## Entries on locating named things
• • • • • • •
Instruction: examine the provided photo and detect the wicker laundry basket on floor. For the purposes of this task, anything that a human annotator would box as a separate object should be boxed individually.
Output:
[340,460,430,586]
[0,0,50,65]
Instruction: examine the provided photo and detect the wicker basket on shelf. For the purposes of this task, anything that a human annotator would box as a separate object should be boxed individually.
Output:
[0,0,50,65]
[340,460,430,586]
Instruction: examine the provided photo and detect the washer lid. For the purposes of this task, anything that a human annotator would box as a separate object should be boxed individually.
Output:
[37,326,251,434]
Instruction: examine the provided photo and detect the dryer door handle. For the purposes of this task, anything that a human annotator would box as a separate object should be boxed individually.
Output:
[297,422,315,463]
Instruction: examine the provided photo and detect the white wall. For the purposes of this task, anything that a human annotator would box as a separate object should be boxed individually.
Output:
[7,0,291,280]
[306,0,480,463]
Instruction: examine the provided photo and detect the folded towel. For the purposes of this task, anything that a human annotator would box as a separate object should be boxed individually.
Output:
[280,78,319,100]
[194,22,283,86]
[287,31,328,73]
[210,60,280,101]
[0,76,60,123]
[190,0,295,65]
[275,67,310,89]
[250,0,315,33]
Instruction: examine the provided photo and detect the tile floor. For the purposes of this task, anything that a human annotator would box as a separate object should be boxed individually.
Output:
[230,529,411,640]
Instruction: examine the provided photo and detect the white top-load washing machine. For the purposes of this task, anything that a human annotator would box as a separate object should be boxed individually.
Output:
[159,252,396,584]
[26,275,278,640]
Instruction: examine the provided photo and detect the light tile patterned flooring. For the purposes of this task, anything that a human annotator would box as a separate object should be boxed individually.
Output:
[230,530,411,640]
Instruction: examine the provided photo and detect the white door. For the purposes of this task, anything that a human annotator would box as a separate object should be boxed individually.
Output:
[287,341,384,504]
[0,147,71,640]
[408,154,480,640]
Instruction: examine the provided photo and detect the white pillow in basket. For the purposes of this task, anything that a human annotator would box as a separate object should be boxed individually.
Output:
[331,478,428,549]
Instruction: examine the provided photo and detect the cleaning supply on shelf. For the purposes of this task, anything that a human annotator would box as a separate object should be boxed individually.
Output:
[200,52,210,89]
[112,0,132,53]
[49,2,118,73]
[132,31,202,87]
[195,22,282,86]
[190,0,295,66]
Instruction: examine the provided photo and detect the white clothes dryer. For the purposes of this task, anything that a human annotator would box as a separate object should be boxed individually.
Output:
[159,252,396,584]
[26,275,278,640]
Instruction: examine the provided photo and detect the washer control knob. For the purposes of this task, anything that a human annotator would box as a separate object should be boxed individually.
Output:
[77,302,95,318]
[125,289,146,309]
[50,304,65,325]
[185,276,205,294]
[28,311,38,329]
• • • • • • •
## Exercise details
Set out all of the rows above as a numbered list, with any blank lines left out.

## Reply to the task
1. Instruction: examine the provided photo and detect the wicker laundry basket on floor. For the purposes of this task, anything that a human annotator would box as a separate object should be boxed individually.
2. Output:
3. [340,460,430,586]
4. [0,0,50,65]
5. Instruction: examine the provided photo and detect the wicker basket on shelf. For the purposes of this task, anything that a human annotator would box as a separate object should be boxed individually.
6. Output:
7. [0,0,50,65]
8. [340,460,430,586]
9. Instruction: examine the provided photo and detect the washer lid. For the purposes of this task, anything that a human annotator would box as a separate object should be boxed individually.
10. Output:
11. [37,326,251,434]
12. Instruction: examine the provided photo and detect the dryer door handle. For the purposes of this task, anything that a human annotator would box as a separate object should be boxed individually.
13. Output:
14. [297,422,315,463]
15. Instruction: examine the provided photo and detect the white wall. For the purposes of this task, anything that a human annotator would box as a separate object should be boxed individually.
16. Output:
17. [7,0,291,280]
18. [306,0,480,463]
19. Instruction: examine the provided photo and detect the folded towel. For the purposes of this task, anything that a human annotator would box as a separate object should be boxed individually.
20. Output:
21. [280,78,319,100]
22. [194,22,283,86]
23. [287,31,328,73]
24. [210,60,280,101]
25. [0,76,60,123]
26. [190,0,295,65]
27. [275,67,310,89]
28. [250,0,315,33]
29. Instruction: examine the provided photo and detect the tile floor. For the purposes of this task, anything that a human annotator would box as a separate object should be boxed individually.
30. Output:
31. [230,529,411,640]
32. Instruction: examine the provided photo and detect the white top-load washing machine. For the purposes of this task, anything that a human annotator would box as a separate object should be boxed individually.
33. Output:
34. [159,252,396,584]
35. [26,275,278,640]
36. Instruction: examine the provided photo and detect the light tile patterned flooring. For the purposes of this task, anything that a human annotator would box as a separate object should be boxed individually.
37. Output:
38. [230,530,411,640]
39. Instruction: examine the provided photo and detect the white door. For the purposes of this task, anything that a human annotator would box as a separate object should be boxed individually.
40. Output:
41. [287,341,384,504]
42. [0,147,71,640]
43. [408,154,480,640]
44. Instruction: examine the provided photo and detect the white pillow in basket. For the purposes of this task, anything that a human annotator would box as a separate object should be boxed individually.
45. Output:
46. [331,478,428,549]
47. Instruction: examine the provided photo and detect the cleaning supply on shelf. For the purposes of this task, anything that a human annotator would box as a separate object should be boxed individually.
48. Output:
49. [200,52,210,89]
50. [112,0,132,53]
51. [49,2,118,73]
52. [132,31,202,87]
53. [195,22,282,86]
54. [190,0,295,66]
55. Instruction: examine the provided photo and detect the white clothes dryer. For the purposes of this task, anything that a human annotator would box as a separate object should be boxed individually.
56. Output:
57. [159,252,396,584]
58. [26,275,278,640]
59. Instruction: examine the provided photo and detect the washer control knob. For the purposes of this task, anything that a human annotator would box as a separate object should be boxed individually.
60. Output:
61. [77,302,95,318]
62. [125,289,146,309]
63. [50,304,65,325]
64. [185,276,205,294]
65. [28,311,38,329]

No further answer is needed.